[[ DOCUMENT PASSAGE open ]]

The print
Antimony trioxide spot is at $58,000/t in our commodities table, sourced from the Shanghai Metals Market reference. That is up from roughly $20,000/t at end-2023.
Why it matters
Antimony does three things almost nothing else does at scale:
- Flame retardant in plastics, textiles, and ABS resin (about 50% of demand)
- Battery alloy in lead-acid cells — still the dominant SLI battery chemistry
- Photovoltaic glass clarifier — the bit most people don't know about, where it enters the polysilicon supply chain
Where it comes from
| Source | Share | Status | |---|---|---| | China | ~55% mined, ~80% refined | export-licensed | | Russia | ~20% mined | sanctions-exposed | | Tajikistan | ~12% mined | Chinese-owned majority | | Australia (Hillgrove) | ~3% | restart pending | | US (Stibnite) | ~2% | Perpetua project, 2028 first ore |
Western refining capacity is essentially zero outside of one small Belgian facility. The September 2024 Chinese export licensing tightening forced Western buyers into spot at any price.

[[ DOCUMENT PASSAGE closed ]]
[[ RECORDS SHOWN open ]]

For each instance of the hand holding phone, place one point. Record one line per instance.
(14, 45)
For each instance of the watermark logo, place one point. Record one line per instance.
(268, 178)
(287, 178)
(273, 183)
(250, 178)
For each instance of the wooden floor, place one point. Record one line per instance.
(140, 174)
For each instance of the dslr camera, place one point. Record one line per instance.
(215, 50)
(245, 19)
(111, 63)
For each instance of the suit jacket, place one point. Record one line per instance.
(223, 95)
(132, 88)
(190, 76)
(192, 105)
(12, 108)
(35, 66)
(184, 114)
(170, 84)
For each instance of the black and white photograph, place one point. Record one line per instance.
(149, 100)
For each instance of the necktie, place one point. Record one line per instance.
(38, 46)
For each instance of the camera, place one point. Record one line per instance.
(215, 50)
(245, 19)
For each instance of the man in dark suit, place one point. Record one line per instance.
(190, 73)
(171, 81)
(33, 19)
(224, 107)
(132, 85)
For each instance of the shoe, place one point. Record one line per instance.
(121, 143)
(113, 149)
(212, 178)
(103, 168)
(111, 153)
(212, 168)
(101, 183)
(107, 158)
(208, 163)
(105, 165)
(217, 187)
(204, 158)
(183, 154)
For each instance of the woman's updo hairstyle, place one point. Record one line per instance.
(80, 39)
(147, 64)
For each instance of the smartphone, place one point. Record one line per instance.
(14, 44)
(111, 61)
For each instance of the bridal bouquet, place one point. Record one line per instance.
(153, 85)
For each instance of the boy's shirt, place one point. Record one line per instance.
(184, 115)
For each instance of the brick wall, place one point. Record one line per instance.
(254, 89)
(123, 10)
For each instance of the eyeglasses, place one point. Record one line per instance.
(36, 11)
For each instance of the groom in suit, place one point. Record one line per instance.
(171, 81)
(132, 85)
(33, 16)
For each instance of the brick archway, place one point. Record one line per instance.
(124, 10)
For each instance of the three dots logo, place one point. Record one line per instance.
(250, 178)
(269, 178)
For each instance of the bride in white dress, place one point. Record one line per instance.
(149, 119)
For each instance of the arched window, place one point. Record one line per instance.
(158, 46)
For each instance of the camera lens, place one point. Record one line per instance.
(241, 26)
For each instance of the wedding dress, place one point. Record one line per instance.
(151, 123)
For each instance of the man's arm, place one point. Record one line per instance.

[[ RECORDS SHOWN closed ]]

TASK INSTRUCTIONS
[a] Set down the antimony note exactly, everything from "Why it matters" down to "at any price.".
[b] Summarize the antimony note in two sentences.
[c] Continue the antimony note past its final sentence.
None of the records is needed here.

ANSWERS FOR THE EXERCISE
[a]
Why it matters
Antimony does three things almost nothing else does at scale:
- Flame retardant in plastics, textiles, and ABS resin (about 50% of demand)
- Battery alloy in lead-acid cells — still the dominant SLI battery chemistry
- Photovoltaic glass clarifier — the bit most people don't know about, where it enters the polysilicon supply chain
Where it comes from
| Source | Share | Status | |---|---|---| | China | ~55% mined, ~80% refined | export-licensed | | Russia | ~20% mined | sanctions-exposed | | Tajikistan | ~12% mined | Chinese-owned majority | | Australia (Hillgrove) | ~3% | restart pending | | US (Stibnite) | ~2% | Perpetua project, 2028 first ore |
Western refining capacity is essentially zero outside of one small Belgian facility. The September 2024 Chinese export licensing tightening forced Western buyers into spot at any price.

[b] Antimony trioxide spot is at $58,000/t based on the Shanghai Metals Market reference, up from roughly $20,000/t at end-2023. China mines about 55% and refines about 80% of supply, and Western refining capacity is essentially zero outside one small Belgian facility, so China's September 2024 tightening of export licensing forced Western buyers into spot at any price.

[c]
How shortage.life flags this
The commodity's stress score is 0.84, top of our 75-commodity table. The score weights:
- Supply concentration (HHI on refined output) → 0.92
- Strategic substitutability → low
- Stockpile transparency → opaque (no equivalent of SPR)
- Price volatility 3y → very high
The corporate read
For European chemicals, ABS resin, and lead-acid battery manufacturers, antimony is one of those raw materials that doesn't appear on the front page of the risk register until it's already $58k/t. The continuity plans that name it as a critical input are a vanishingly small minority.